[Records from a data collection]

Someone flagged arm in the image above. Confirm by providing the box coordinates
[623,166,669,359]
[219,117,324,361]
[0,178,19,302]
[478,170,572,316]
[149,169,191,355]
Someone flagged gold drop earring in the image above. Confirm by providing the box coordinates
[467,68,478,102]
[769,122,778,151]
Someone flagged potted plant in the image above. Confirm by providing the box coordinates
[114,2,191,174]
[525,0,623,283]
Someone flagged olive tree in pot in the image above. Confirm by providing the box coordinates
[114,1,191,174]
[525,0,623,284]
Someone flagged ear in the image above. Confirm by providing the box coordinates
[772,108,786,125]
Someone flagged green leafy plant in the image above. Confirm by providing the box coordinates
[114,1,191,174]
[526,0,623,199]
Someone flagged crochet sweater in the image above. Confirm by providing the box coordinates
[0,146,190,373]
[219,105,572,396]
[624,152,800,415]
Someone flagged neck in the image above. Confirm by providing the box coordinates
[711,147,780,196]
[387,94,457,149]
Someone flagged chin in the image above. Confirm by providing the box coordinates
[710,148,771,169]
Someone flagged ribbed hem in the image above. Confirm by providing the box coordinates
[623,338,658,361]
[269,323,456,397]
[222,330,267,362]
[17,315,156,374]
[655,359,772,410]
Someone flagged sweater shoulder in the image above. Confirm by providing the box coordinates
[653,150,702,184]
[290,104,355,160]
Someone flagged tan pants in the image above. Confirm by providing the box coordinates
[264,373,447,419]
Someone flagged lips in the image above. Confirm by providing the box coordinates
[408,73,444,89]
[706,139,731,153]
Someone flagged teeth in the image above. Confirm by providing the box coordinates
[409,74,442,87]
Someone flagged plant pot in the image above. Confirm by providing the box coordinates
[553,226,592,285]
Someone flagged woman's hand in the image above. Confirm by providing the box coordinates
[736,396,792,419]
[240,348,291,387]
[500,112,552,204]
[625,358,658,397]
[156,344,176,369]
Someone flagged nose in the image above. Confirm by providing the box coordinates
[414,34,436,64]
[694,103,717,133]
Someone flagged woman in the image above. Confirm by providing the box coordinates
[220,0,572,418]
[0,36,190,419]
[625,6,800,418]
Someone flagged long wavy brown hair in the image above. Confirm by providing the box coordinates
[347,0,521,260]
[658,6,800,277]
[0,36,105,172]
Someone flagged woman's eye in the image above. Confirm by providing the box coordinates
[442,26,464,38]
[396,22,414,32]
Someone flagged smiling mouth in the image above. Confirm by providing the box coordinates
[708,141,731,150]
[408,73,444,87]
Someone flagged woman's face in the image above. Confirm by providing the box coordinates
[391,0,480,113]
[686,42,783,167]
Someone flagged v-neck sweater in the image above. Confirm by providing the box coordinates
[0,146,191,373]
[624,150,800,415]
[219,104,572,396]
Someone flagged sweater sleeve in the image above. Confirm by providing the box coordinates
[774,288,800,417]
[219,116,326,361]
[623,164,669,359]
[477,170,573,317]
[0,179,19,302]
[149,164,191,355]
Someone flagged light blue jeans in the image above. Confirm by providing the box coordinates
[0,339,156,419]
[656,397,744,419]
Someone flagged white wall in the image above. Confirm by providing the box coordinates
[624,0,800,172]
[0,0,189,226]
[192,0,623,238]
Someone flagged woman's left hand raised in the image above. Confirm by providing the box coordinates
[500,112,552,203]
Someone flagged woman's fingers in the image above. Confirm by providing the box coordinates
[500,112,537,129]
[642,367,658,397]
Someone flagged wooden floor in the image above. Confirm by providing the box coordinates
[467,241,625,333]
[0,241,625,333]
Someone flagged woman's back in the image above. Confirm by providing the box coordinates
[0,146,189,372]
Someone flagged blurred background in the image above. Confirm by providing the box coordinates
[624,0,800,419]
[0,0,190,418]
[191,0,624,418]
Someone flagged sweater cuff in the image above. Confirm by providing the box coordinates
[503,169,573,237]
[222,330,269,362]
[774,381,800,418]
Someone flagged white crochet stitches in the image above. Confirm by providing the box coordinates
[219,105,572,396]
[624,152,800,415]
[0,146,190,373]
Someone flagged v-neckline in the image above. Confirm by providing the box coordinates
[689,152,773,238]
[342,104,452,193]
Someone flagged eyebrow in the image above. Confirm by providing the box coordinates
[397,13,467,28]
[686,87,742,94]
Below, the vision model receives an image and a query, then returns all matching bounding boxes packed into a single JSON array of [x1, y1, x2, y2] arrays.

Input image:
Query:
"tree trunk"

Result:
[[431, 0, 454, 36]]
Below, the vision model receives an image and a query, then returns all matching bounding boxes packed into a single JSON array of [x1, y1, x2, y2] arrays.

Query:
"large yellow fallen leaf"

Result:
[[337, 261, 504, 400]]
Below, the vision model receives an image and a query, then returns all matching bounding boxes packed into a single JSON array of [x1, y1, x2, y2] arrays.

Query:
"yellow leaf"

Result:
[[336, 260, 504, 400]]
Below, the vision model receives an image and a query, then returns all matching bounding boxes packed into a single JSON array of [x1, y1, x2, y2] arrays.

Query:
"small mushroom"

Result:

| WHAT YOU NEED TO DO |
Rewrite the records with "Confirm" swapped for "Verify" everywhere it appears, leaving everything else unchanged.

| RESULT FOR THIS TASK |
Someone flagged arm in the image above. Verify by providing the box coordinates
[623,166,669,359]
[219,117,324,361]
[0,178,19,302]
[478,170,572,316]
[149,169,191,355]
Someone flagged gold drop earring in the image above. Verify by providing the box coordinates
[467,68,478,102]
[769,122,778,151]
Someone flagged potted plant in the image above. Verify by providing the box coordinates
[114,2,191,174]
[525,0,623,283]
Someone flagged olive tree in pot in the image above. Verify by providing the box coordinates
[114,1,191,174]
[525,0,623,284]
Someone flagged ear in the image above. Verify by providing the box coordinates
[772,108,786,125]
Someone flagged green leafy plant in the image above. Verify by providing the box coordinates
[114,1,191,174]
[526,0,623,199]
Someone flagged crochet sweater in the image above. Verify by providing the box coordinates
[0,146,190,373]
[219,105,572,396]
[624,152,800,415]
Someone flagged neck in the image above. Verify by providing the box coordinates
[711,147,780,196]
[387,94,457,149]
Someone flagged chin in the image above. Verify by providing the box coordinates
[710,148,771,169]
Someone flagged ribbed hem in the image above. Verify by providing the box coordinates
[623,338,658,361]
[269,323,456,397]
[222,330,267,362]
[17,315,156,374]
[655,359,772,410]
Someone flagged sweater shoulder in the image above. Verify by providing the box coordinates
[653,150,702,184]
[290,104,355,160]
Someone flagged tan pants in the image above. Verify by providing the box coordinates
[264,373,447,419]
Someone flagged lips in the image above. Verify by providing the box coordinates
[408,73,444,89]
[706,139,731,153]
Someone flagged teeth in the image above. Verify by providing the box coordinates
[409,74,442,87]
Someone flagged plant pot in the image above. Verify by providing the box coordinates
[553,226,592,285]
Someone flagged woman's hand in the image above. Verify by providing the box coordinates
[736,396,792,419]
[240,348,291,387]
[500,112,552,204]
[625,358,658,397]
[156,344,176,369]
Someone flagged nose in the image above. Verify by providing the box coordinates
[414,34,436,64]
[694,103,717,133]
Someone flagged woman in the image above. Verify by providing the box coordinates
[220,0,572,418]
[0,36,190,419]
[625,6,800,418]
Someone flagged long wavy brown hair in the image above. Verify by providing the box coordinates
[347,0,521,260]
[658,6,800,277]
[0,36,105,172]
Someone flagged woman's eye in the image above. Verify by providing the box coordinates
[442,26,464,38]
[396,22,414,32]
Someone flagged smiling mouth in the image above. Verify by providing the box coordinates
[708,141,731,150]
[408,73,444,87]
Someone flagged woman's face in the image above. Verify by providing the box coordinates
[391,0,480,113]
[686,42,783,167]
Someone flagged v-neck sweater in the image above. Verify by providing the box coordinates
[0,146,191,373]
[624,150,800,415]
[219,104,572,396]
Someone flagged sweater sleeve in the image above. Verify by providing the box coordinates
[774,288,800,417]
[219,116,326,361]
[623,164,669,359]
[477,170,573,317]
[0,179,19,302]
[149,164,191,355]
Someone flagged light blue jeans in the image above. Verify by providing the box coordinates
[0,339,156,419]
[656,397,744,419]
Someone flagged white wall in the image above. Verify by providing the box coordinates
[624,0,800,172]
[0,0,189,226]
[192,0,623,238]
Someone flagged woman's left hand raised in the image above. Verify by providing the box coordinates
[500,112,552,203]
Someone flagged woman's fingers in the image above. Verify by providing the box coordinates
[500,112,537,129]
[642,367,658,397]
Someone flagged wooden floor in the image above. Verify by providing the box coordinates
[467,241,625,333]
[0,241,625,333]
Someone flagged woman's back in the image above. Verify by providing the box coordinates
[0,146,189,372]
Someone flagged blurred background in the image above. Verify by providing the box coordinates
[624,0,800,419]
[0,0,190,418]
[191,0,624,418]
Someone flagged sweater cuff in the image above. Verify by providing the box coordinates
[503,169,573,237]
[222,330,269,362]
[774,381,800,418]
Someone flagged white crochet stitches in the image above. Verify by providing the box coordinates
[219,105,572,396]
[624,152,800,415]
[0,146,190,373]
Someone flagged v-neckline in the image above. Verify by providing the box coordinates
[689,152,773,238]
[342,104,452,193]
Someone flagged eyebrow in the image above. Verify by providing the box coordinates
[397,13,467,28]
[686,87,742,94]
Below, the vision model receives an image and a query, then returns all matching bounding boxes packed into a single JSON array of [x1, y1, x2, y2] arrays.

Input image:
Query:
"tree trunk"

Result:
[[431, 0, 454, 36]]
Below, the vision model receives an image and a query, then returns all matching bounding boxes packed into a single JSON array of [x1, y1, x2, y2] arrays.

Query:
"large yellow fallen leaf"

Result:
[[337, 261, 504, 400]]
Below, the vision model receives an image and a query, then returns all matching bounding boxes packed into a single JSON array of [x1, y1, x2, y2] arrays.

Query:
"yellow leaf"

Result:
[[336, 260, 504, 400]]
Below, the vision model receives an image and a query, then returns all matching bounding boxes packed into a single JSON array of [x1, y1, x2, y2] arrays.

Query:
"small mushroom"

Result:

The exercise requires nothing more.